__Description of the task__: Drawing on the text about homicides in Baltimore, explain in one to three sentences what factors Harrison gives for the increase in violence.

__Provided text__:
>>>>

Illegal guns pose major challenge for law enforcement
Baltimore was one of the few major cities that saw a decrease in homicides between 2019 and 2020, after a record-setting 348 in 2019. However, homicides rose from 2020 to this year, with a year-to-date total of 320 killings.
“While many of these offenders might be tied to the drug trade, the shootings and homicides are not always drug related. It’s conflict and it’s retaliation from previous conflicts and bad acts,” said Baltimore Police Commissioner Michael Harrison, who is also the president of the board of the Police Executive Research Forum.
Harrison said that chiefs across the country have been saying the “lack of consequences and the lack of fear of any consequences” in the climate as a result of the pandemic is a significant factor in the increase in violence, as well as the disruption of the criminal justice system.
“Two-thirds of the criminal justice system were not operating at full capacity like policing was and when you put that all together, here we are again seeing a rise in crime,” he said.
For 18 months, grand juries as well as state and federal trials were largely halted, Harrison said, and the system is just now “resuming deploying consequences for people who committed these bad acts.”
The city’s population has been in a steady decline for decades, down 20% from 735,632 residents in 1990. The homicide rate jumped in 2015 after two decades of steady, year-over-year reductions in murders — and has remained elevated ever since. As of November 30, there have been 921 fatal and non-fatal shootings in the city this year.

<<<<

(Dataset entries)
>>>>

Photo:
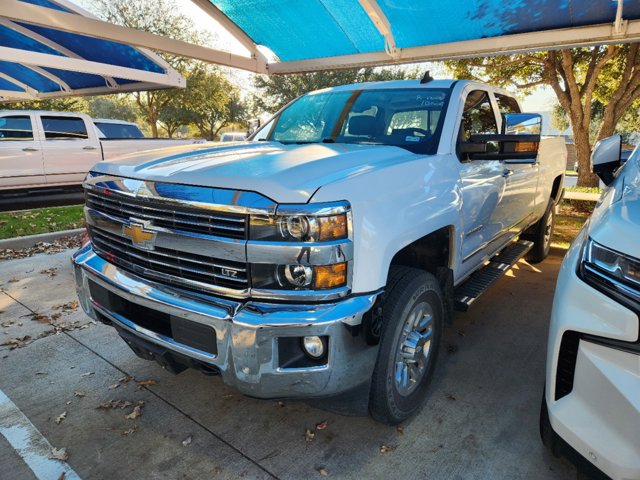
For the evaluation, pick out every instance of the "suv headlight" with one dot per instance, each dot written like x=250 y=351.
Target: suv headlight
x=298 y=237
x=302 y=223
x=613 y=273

<<<<
>>>>

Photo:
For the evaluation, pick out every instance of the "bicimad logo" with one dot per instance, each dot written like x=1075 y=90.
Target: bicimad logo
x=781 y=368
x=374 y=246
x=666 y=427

<<<<
>>>>

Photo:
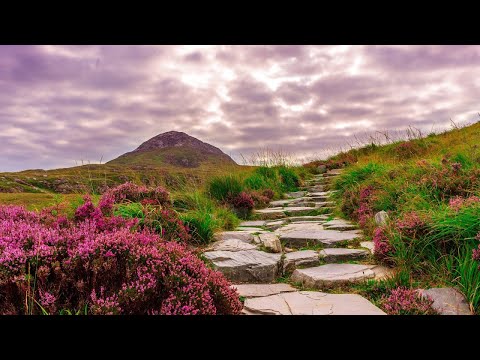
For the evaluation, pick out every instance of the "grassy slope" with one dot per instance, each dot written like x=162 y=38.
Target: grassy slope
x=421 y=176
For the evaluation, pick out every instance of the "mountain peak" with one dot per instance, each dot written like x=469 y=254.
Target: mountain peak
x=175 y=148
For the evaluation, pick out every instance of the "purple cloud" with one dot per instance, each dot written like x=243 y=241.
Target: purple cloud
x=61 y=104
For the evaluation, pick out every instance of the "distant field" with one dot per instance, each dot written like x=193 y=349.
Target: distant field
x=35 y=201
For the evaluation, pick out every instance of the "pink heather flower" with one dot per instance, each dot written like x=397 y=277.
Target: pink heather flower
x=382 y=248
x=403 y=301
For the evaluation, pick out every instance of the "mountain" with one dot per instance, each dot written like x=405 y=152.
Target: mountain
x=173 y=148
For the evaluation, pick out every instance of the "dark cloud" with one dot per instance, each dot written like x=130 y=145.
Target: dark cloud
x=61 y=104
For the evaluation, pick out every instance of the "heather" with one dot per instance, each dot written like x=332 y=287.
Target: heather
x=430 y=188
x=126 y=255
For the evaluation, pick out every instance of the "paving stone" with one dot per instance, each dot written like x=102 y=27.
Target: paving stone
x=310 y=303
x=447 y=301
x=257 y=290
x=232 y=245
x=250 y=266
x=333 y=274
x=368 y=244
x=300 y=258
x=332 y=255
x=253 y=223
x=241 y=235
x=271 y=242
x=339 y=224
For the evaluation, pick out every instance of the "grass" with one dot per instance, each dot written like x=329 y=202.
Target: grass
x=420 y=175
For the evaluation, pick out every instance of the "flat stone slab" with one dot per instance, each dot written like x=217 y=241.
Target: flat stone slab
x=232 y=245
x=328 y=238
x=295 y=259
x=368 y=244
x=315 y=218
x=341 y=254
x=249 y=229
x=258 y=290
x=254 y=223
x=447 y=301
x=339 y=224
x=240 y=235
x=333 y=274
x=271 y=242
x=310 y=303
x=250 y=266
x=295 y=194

<<<<

__The completed task__: Harrison cites what chiefs across the country have been saying: the "lack of consequences and the lack of fear of any consequences" in the climate resulting from the pandemic, together with the disruption of the criminal justice system. He states that two-thirds of that system did not operate at full capacity as policing did, and that grand juries and state and federal trials were largely halted for 18 months.